** DOCUMENT EXCERPT **
··········
- Born: 12 September 1938 Gisborne, New Zealand
- Died: 17 July 2021 (aged 82) Whakatāne, New Zealand
- Website: jonathanwhite.co.nz

= Jonathan White (painter) =

New Zealand landscape artist (1938–2021)

Jonathan Robert White (12 September 1938 – 17 July 2021) was a New Zealand landscape artist. Largely self-taught, his work is recognised both in New Zealand and internationally, and is held in many public and private collections across the world. White painted professionally for over 50 years and held many solo and joint exhibitions; he died two weeks before his final exhibition was held in Invercargill.

==Biography==
Born on 12 September 1938 at the Redwood private hospital in Gisborne, White resided in Whakatāne, in the North Island of New Zealand. He was educated at King's College, Auckland, in the 1950s, and in 1982 received an honours tie from the school for distinguishing himself in the field of art. In 1968 and 1970, he received merit prizes in the annual Kelliher Art Prize competition, and in 1971 placed second in the competition.

White was interested in botany, ornithology and tramping, and his paintings reflect his personal love of remote places, wilderness areas and New Zealand's landscape. He had an interest in conservation work and became an honorary ranger for Fiordland and Te Urewera National Parks. He was also a life member of the Royal Forest and Bird Protection Society of New Zealand, the World Wide Fund for Nature, and the QEII National Trust. In 1990, he was commissioned to create a collection of paintings for the national parks centennial. White's style could be classed as realism and representational of the scenes he was capturing.
··········
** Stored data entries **
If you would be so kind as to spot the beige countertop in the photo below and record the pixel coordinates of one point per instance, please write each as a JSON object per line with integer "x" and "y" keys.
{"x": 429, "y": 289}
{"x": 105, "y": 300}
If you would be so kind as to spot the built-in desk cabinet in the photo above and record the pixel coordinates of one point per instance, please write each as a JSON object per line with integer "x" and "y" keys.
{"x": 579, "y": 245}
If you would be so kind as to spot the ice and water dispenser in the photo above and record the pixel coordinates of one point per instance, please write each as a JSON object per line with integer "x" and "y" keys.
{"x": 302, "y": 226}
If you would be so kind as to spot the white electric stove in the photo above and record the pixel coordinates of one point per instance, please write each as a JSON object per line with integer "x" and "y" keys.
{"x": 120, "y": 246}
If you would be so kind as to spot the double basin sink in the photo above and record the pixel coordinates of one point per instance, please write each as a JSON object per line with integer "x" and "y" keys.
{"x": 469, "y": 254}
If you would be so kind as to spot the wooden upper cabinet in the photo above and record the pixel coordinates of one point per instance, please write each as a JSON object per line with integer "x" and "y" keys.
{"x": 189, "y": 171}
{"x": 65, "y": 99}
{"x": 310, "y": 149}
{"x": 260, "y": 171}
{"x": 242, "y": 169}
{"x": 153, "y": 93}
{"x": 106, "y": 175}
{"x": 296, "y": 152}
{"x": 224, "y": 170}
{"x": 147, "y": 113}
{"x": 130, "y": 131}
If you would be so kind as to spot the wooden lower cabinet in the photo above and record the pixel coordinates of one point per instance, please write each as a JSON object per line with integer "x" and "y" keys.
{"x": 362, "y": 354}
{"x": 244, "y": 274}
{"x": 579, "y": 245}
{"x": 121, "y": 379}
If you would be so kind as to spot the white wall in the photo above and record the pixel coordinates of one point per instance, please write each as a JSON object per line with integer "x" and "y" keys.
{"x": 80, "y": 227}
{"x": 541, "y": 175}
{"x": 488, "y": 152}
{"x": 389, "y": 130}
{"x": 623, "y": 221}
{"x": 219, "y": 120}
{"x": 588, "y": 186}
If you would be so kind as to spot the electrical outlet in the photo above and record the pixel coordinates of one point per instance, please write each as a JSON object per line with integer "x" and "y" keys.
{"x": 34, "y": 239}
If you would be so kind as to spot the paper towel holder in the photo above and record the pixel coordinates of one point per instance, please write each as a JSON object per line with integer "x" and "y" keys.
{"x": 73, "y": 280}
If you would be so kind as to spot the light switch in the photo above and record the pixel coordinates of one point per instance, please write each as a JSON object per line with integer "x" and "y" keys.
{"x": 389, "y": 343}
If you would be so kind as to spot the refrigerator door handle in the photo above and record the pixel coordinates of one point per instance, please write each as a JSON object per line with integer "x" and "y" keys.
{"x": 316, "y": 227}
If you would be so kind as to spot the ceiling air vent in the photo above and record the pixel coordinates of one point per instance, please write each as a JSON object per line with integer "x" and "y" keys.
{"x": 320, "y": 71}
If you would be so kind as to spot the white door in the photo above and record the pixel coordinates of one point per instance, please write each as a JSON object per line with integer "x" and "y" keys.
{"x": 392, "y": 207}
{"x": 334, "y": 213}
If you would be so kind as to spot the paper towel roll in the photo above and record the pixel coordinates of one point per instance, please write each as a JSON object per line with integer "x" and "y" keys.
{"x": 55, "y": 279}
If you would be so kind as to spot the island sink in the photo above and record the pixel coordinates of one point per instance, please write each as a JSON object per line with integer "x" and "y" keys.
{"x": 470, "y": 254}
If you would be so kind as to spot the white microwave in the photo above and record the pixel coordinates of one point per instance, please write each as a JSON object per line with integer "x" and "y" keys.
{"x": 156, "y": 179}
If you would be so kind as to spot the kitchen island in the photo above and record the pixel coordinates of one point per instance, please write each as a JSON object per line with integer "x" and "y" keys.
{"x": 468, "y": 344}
··········
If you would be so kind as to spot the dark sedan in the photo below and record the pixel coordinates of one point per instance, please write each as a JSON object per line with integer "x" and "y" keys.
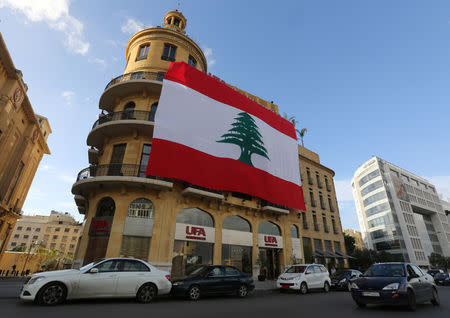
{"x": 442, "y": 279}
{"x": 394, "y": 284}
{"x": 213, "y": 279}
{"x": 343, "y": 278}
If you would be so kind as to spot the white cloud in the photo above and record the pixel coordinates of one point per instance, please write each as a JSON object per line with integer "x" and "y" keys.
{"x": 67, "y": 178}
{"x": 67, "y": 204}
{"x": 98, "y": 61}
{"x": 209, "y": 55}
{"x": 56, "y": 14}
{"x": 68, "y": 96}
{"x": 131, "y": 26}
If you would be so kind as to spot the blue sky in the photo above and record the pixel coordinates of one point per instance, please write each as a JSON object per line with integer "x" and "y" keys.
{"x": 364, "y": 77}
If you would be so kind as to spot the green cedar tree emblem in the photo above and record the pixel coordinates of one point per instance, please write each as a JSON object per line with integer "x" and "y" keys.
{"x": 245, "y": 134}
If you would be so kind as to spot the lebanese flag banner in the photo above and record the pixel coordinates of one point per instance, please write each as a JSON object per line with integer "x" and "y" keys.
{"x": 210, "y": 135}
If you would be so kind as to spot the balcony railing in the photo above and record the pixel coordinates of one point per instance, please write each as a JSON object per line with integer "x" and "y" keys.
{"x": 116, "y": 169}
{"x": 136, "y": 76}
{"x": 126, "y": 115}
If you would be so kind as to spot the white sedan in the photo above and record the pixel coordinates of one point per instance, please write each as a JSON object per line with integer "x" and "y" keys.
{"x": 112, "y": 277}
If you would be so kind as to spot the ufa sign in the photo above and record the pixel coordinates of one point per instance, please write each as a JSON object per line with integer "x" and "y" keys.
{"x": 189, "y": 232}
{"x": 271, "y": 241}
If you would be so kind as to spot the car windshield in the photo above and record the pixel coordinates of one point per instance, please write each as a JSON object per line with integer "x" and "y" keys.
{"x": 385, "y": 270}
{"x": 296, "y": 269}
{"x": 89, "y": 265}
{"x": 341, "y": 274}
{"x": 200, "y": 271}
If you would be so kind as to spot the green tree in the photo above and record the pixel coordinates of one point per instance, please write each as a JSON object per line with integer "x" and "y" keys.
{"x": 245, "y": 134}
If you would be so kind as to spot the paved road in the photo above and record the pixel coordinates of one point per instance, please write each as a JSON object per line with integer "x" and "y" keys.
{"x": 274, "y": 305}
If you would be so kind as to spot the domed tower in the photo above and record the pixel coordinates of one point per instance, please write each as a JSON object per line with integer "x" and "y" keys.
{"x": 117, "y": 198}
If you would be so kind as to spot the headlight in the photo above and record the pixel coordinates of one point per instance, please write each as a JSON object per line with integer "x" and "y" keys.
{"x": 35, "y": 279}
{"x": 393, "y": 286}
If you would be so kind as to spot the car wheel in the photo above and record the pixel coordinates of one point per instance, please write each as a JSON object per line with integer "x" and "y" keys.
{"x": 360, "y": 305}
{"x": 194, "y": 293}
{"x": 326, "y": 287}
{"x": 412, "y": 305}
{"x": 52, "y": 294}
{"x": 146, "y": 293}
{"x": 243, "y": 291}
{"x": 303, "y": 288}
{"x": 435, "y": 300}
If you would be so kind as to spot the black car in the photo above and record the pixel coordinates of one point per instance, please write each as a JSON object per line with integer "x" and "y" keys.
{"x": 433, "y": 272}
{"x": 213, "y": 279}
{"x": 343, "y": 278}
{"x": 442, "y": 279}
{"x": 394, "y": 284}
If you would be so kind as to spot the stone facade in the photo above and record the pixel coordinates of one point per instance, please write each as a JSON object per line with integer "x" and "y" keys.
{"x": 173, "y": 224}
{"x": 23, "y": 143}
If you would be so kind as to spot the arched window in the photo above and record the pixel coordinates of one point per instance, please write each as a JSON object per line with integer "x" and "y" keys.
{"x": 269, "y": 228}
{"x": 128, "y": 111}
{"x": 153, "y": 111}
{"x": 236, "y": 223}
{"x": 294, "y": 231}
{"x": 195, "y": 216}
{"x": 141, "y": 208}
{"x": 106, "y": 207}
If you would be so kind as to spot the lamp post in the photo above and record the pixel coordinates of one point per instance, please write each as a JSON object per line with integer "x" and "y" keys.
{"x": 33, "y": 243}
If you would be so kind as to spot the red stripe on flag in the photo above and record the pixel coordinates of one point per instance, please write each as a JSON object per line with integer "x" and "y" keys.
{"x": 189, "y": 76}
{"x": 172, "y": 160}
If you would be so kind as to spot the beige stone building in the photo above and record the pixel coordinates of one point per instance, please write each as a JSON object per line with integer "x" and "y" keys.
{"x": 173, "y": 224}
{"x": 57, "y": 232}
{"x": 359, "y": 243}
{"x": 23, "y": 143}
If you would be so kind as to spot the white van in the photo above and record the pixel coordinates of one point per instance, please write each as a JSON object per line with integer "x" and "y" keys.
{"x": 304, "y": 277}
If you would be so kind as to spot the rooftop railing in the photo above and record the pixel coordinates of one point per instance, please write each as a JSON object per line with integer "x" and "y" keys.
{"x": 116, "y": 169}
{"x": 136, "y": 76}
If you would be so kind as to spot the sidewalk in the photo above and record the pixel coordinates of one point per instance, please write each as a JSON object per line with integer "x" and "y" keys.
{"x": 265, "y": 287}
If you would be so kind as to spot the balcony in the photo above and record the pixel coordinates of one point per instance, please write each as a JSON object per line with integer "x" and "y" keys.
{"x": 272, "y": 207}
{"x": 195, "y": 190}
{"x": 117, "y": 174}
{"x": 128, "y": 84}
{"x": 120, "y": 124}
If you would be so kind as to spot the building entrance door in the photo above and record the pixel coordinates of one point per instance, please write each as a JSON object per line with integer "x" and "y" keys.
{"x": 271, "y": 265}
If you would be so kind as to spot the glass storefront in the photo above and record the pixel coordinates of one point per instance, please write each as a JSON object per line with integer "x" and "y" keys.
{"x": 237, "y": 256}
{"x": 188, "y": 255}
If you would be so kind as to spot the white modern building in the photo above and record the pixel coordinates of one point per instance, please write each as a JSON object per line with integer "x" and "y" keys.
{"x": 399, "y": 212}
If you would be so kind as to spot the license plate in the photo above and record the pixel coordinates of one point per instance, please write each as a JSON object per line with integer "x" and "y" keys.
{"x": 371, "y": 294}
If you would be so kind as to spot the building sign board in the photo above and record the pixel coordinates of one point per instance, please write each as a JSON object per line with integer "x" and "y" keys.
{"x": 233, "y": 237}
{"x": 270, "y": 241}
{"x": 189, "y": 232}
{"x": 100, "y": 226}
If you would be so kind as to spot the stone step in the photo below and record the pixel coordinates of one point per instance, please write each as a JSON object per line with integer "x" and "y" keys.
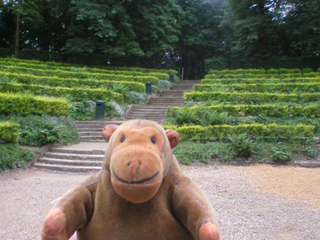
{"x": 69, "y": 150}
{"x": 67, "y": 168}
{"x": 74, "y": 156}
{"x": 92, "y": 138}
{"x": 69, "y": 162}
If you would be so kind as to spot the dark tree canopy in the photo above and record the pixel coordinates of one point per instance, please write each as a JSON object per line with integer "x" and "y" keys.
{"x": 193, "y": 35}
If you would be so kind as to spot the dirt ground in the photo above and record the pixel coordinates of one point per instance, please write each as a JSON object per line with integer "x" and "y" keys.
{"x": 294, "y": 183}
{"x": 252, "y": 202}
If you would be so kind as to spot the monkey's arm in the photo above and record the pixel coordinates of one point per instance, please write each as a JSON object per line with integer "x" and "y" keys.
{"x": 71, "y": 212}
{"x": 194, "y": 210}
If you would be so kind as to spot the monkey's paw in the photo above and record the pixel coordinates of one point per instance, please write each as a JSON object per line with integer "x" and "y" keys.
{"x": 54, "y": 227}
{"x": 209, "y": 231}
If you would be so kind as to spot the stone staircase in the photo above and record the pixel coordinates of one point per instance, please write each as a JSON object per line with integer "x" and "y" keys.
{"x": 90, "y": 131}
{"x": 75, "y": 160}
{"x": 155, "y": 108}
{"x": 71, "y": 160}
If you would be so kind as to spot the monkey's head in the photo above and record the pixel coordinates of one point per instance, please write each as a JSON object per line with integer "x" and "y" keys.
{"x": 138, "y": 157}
··········
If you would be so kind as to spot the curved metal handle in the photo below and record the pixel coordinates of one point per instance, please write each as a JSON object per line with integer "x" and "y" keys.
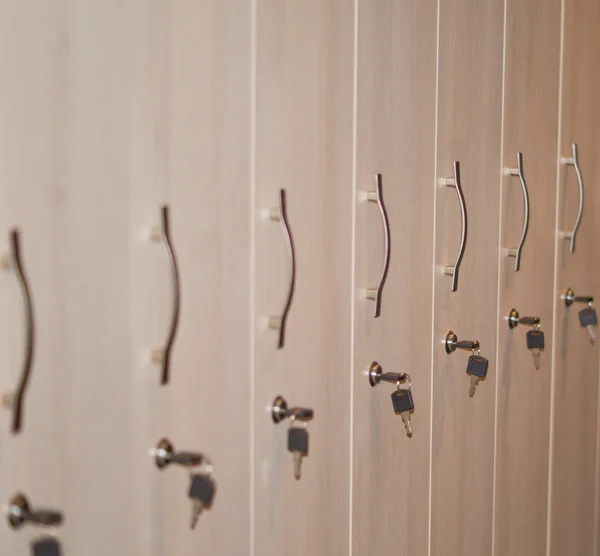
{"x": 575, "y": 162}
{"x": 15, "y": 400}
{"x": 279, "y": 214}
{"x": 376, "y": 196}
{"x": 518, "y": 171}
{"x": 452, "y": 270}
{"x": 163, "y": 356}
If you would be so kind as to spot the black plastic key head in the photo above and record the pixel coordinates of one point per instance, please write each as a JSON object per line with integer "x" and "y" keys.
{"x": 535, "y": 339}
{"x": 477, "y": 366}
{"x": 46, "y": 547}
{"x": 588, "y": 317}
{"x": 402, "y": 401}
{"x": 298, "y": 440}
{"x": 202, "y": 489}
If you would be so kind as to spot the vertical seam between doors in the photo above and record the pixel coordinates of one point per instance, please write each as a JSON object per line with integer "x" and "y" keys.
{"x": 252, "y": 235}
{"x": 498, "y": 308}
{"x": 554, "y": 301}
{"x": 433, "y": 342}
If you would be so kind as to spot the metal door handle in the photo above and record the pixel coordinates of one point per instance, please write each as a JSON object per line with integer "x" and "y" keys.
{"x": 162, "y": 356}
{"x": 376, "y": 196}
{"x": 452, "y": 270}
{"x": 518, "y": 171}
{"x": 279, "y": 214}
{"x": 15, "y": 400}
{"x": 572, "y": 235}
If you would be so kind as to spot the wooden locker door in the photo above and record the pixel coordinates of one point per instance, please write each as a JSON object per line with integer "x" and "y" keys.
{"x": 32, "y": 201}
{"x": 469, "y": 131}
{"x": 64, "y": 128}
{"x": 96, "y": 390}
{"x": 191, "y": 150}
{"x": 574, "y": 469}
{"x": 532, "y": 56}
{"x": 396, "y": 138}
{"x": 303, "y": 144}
··········
** REQUIRED ACTIONS **
#1 Summarize the article on the painter Jonathan White in two sentences.
#2 According to the article on Jonathan White, what did he receive from King's College, Auckland, in 1982?
#3 List every organization that the article on Jonathan White says he was a life member of.

** EXPECTED RESPONSES **
#1 Jonathan Robert White (1938–2021) was a largely self-taught New Zealand landscape artist who painted professionally for over 50 years and whose work is held in public and private collections around the world. His paintings reflect his love of remote places, wilderness areas and New Zealand's landscape, and he was active in conservation, including serving as an honorary ranger for Fiordland and Te Urewera National Parks.

#2 An honours tie for distinguishing himself in the field of art.

#3
- Royal Forest and Bird Protection Society of New Zealand
- World Wide Fund for Nature
- QEII National Trust